* _Page_

□ □ □ □ □ □ □

Les villes patriarcales sont les villes d’Antioche, de Rome, d’Alexandrie, de Constantinople et de Jérusalem. Par la suite furent ajoutés des quasi patriarcats ou “catholicossat”, des Arméniens et des Chaldéens.
Pour donner la liste des patriarcats catholiques, il suffit d’énumérer les grands rites orientaux de l’Église catholique, puisque un patriarcat peut se définir par son rite liturgique.
Un rite est en effet une réalité ecclésiale, culturelle, linguistique, artistique, géographique et historique, c’est un visage qu’a pris dans une région donnée, l’inculturation du christianisme.
Voici les rites liturgiques patriarcaux existant dans l’Église catholique :
Le rite byzantin
Le rite copte
Le rite latin
Le rite syrien
Le rite chaldéen
Le rite maronite
Le rite arménien
Les langues liturgiques de ces rites sont pour le premier rite le grec, pour le second le copte, pour le troisième le latin, pour les trois suivant le syriaque et l’arménien pour le dernier.
Mais ces liturgies au Proche Orient, sont en grande partie célébrées en arabe et parfois même à peu près totalement.
Voici maintenant la liste de nos patriarcats à la quelle il ne faut pas oublier d’ajouter le patriarcat latin d’occident.

□ □ □ □ □ □ □

* _Extrait de données_
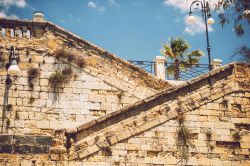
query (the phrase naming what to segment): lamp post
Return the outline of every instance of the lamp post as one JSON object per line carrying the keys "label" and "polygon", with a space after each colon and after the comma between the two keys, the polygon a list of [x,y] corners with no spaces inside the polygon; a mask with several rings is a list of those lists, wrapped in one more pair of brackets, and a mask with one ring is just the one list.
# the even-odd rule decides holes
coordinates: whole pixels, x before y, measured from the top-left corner
{"label": "lamp post", "polygon": [[13,46],[10,48],[9,63],[7,64],[8,74],[11,76],[17,76],[20,73],[20,68],[17,65],[18,57],[15,54]]}
{"label": "lamp post", "polygon": [[13,46],[10,48],[10,54],[9,54],[9,63],[6,65],[7,70],[7,77],[5,80],[5,92],[4,92],[4,107],[2,111],[2,126],[1,126],[1,133],[4,132],[4,119],[5,119],[5,111],[6,107],[8,105],[8,98],[9,98],[9,90],[12,85],[11,76],[18,76],[21,72],[20,68],[18,67],[18,56],[15,54],[15,49]]}
{"label": "lamp post", "polygon": [[211,25],[214,23],[214,19],[211,17],[211,13],[210,13],[210,7],[209,4],[206,0],[195,0],[191,3],[190,5],[190,11],[189,11],[189,17],[188,17],[188,21],[189,22],[194,22],[195,21],[195,17],[192,16],[192,7],[193,5],[196,5],[195,9],[198,9],[201,6],[201,13],[202,16],[204,18],[204,22],[205,22],[205,27],[206,27],[206,39],[207,39],[207,54],[208,54],[208,65],[209,65],[209,70],[212,70],[212,65],[211,65],[211,55],[210,55],[210,44],[209,44],[209,36],[208,36],[208,24]]}

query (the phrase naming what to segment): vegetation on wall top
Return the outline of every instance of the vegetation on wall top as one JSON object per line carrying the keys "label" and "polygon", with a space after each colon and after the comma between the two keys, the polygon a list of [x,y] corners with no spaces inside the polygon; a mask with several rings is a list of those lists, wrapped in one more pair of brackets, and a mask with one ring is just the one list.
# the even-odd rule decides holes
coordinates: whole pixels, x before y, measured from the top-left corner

□ □ □ □ □ □ □

Reprenez le texte sur les patriarcats et les rites de l'Église catholique là où il s'arrête, et rédigez-en la suite.

Patriarcat d’Antioche pour les Maronites
Patriarcat d’Antioche pour les Syriens catholiques
Patriarcat d’Antioche, pour les Grecs melkites catholiques
Patriarcat d’Alexandrie pour les Coptes catholiques
Patriarcat de Jérusalem pour les Latins catholiques
Patriarcat des Arméniens catholiques
Patriarcat de Babylone pour les Chaldéens
Il est intéressant de remarquer que tous les Patriarches orientaux de l’Église catholique ont la nationalité d’un pays arabe : libanaise, syrienne, irakienne, palestinienne et égyptienne :
S.B. Grégoire III ( grec catholique melchite) est syrien, S.B. Antonios Nagib (copte catholique) est égyptien, S.B. Petros Sfeir (maronite) est libanais, S.B. Ablahad Petros (syrien catholique) est syrien, S.B. Emmanuel III, cardinal Delly, (chaldéen) est irakien, S.B. Narses Bedros (arménien catholique) est égyptien, S.B. Michel Sabbah (latin de Jérusalem) est palestinien et son successeur, Mgr Twal, est jordanien.
La « place » de nos Patriarches dans l’Église
Cette place est grande, il faut bien la découvrir… et suite il nous faut écouter nos Patriarches, même quant on est du patriarcat latin…
Dans ses « Souvenirs du Concile Vatican II », Mgr Edelby (1920-1995) qui fut archevêque grec catholique d’Alep raconte sa déception le jour de la cérémonie d’ouverture du Concile le 11 octobre 1962, en voyant que son patriarche Maximos IV Saigh et les autres Patriarches catholiques d’Orient, avaient été un peu négligés et qu’on les avait placés à un rang nettement inférieur à celui des cardinaux .
Cette méconnaissance de nos Patriarches d’Orient ne convenait guère pour la « personnalité juridique » du Patriarche dans l’Église que le Droit canon appelle « père et chef d’Eglise, pater et caput ecclesiae ».
Le pape Jean XXIII fit immédiatement corriger cette erreur et il plaça les Patriarches tout près de lui.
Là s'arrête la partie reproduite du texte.